** Input rows **
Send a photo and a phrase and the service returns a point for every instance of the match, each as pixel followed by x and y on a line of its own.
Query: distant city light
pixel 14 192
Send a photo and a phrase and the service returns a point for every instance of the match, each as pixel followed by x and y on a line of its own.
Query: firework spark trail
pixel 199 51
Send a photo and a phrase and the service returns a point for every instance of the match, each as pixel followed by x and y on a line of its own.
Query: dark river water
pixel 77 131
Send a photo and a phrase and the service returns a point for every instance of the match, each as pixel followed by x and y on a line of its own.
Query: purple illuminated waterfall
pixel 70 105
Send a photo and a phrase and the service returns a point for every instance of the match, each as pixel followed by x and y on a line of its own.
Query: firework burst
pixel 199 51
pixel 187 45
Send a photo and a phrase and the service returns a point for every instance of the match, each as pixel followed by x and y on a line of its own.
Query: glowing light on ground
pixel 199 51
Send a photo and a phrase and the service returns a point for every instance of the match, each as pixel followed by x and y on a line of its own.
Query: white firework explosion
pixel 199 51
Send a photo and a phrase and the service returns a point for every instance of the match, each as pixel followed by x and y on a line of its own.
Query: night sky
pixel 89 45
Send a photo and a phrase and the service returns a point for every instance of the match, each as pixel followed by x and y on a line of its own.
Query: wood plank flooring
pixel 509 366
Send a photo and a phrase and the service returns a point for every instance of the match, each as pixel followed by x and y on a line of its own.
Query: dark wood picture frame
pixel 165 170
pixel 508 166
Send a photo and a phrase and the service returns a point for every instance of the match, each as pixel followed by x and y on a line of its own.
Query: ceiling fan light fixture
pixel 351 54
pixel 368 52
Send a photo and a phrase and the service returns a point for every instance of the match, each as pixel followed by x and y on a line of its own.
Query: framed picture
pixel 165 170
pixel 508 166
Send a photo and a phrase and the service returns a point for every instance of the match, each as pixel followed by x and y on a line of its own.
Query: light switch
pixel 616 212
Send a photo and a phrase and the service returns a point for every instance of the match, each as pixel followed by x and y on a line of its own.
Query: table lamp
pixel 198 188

** Given instruction **
Extract the data exactly as given.

** Result **
Send a photo and a phrase and the service returns a point for every instance of the match, each as pixel followed by x and y on a line of its own.
Query: distant city light
pixel 14 192
Send a photo and a phrase and the service returns a point for every instance of the match, each as pixel followed by x and y on a line of its own.
Query: firework spark trail
pixel 199 51
Send a photo and a phrase and the service returns a point for every instance of the match, each as pixel followed by x and y on a line of its own.
Query: dark river water
pixel 77 131
Send a photo and a phrase and the service returns a point for every instance of the match, each as pixel followed by x and y on a line of its own.
Query: purple illuminated waterfall
pixel 70 105
Send a photo and a phrase and the service returns a point for every instance of the match, each as pixel followed by x and y on a line of its own.
Query: firework burst
pixel 199 51
pixel 187 45
Send a photo and a phrase and the service returns a point for every instance of the match, each as pixel followed by x and y on a line of its own.
Query: glowing light on ground
pixel 199 51
Send a photo and a phrase and the service returns a point for every instance of the match, each as pixel followed by x and y on a line of its own.
Query: white firework explosion
pixel 199 51
Send a photo and a phrase and the service returns a point for every instance of the match, each as pixel followed by x and y on a line of its own.
Query: night sky
pixel 89 45
Send a photo and a phrase and the service returns a point for every instance of the match, each as pixel followed by x and y on a line of its own.
Query: wood plank flooring
pixel 509 366
Send a photo and a phrase and the service returns a point for every instance of the match, each as pixel followed by x and y on a line of its own.
Query: dark wood picture frame
pixel 165 170
pixel 508 166
Send a photo and a phrase and the service returns a point for every instance of the match, each as pixel followed by x and y on a line of its own.
Query: ceiling fan light fixture
pixel 351 54
pixel 368 52
Send a photo and a phrase and the service returns a point for every instance of the match, each as pixel followed by x and y on a line of its own.
Query: framed picture
pixel 165 170
pixel 508 166
Send a photo and a phrase and the service returns a point for every instance of the match, each as pixel followed by x and y on a line of its own.
Query: light switch
pixel 616 212
Send a photo and a phrase and the service returns a point for every instance of the match, each as pixel followed by x and y on a line of its own.
Query: table lamp
pixel 198 188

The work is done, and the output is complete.